EXERCISE INPUTS —
___

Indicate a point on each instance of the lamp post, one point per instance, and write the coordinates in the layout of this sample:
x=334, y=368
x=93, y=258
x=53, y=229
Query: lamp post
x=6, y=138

___

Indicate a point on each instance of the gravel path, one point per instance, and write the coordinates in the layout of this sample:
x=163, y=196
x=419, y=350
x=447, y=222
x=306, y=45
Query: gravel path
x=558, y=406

___

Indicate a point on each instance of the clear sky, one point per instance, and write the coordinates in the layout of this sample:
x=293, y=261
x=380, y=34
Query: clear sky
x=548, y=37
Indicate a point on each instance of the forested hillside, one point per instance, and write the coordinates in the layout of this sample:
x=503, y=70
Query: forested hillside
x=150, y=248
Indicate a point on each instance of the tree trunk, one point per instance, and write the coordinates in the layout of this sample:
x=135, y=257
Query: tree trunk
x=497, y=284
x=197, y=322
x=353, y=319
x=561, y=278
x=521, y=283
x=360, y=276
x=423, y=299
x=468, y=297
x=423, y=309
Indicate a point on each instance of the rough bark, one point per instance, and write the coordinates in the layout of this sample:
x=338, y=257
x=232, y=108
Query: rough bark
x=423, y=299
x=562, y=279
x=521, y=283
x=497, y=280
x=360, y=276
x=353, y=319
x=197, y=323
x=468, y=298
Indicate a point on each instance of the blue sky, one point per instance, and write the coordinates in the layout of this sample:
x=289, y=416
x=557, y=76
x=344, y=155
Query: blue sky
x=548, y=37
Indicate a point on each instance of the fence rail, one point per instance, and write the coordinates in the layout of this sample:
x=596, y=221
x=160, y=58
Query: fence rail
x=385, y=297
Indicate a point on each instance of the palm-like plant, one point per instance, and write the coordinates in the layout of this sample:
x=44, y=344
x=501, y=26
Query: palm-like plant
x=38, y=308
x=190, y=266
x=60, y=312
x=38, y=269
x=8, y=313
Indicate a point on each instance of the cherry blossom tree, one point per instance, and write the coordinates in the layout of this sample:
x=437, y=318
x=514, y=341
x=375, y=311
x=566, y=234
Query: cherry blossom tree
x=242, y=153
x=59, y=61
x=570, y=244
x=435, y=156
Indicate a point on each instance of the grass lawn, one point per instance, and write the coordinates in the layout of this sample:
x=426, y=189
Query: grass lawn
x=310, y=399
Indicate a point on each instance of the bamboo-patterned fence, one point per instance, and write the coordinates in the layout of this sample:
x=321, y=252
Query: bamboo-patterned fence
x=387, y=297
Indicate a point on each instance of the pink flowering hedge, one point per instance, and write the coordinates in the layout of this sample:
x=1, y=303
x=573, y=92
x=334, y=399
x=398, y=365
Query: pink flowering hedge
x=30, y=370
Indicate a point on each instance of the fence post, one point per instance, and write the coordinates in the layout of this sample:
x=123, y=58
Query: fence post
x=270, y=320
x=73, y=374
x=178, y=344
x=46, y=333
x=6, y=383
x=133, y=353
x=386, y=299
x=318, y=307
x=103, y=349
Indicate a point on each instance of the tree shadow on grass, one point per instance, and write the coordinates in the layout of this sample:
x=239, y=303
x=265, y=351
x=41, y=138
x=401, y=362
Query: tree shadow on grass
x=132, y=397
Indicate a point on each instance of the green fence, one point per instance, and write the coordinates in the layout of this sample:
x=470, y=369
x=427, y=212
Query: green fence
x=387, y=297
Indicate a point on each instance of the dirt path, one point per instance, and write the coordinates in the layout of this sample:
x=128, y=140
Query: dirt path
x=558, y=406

___

YOUR INSTRUCTIONS — Please copy, exactly as written, every line in the listing above from the line with "x=344, y=155" up to and including the line with "x=321, y=252".

RESULT —
x=344, y=155
Query: blue sky
x=548, y=37
Indicate a point on each instance of the fence rail, one point per instance, and write the coordinates in the layout of this sample:
x=596, y=221
x=160, y=58
Query: fence rail
x=385, y=297
Indicate a point on each instance of the palm-like plant, one point per instance, and write the coordinates in the layout of this sample:
x=44, y=344
x=501, y=26
Query: palm-like plant
x=38, y=308
x=190, y=266
x=60, y=312
x=38, y=269
x=8, y=313
Indicate a point on each instance of the cherry blossom tree, one point per instance, and write the coordinates in the layout of this sample:
x=437, y=318
x=514, y=341
x=375, y=311
x=566, y=234
Query: cherry blossom tree
x=242, y=153
x=59, y=61
x=570, y=244
x=435, y=156
Indicate a point on each instance of the grass lawn, one point per instance, and write the coordinates in the layout of this sample:
x=426, y=189
Query: grass lawn
x=310, y=399
Indicate a point on each instance of the bamboo-patterned fence, one point per instance, and write the coordinates in the layout of this sample:
x=321, y=252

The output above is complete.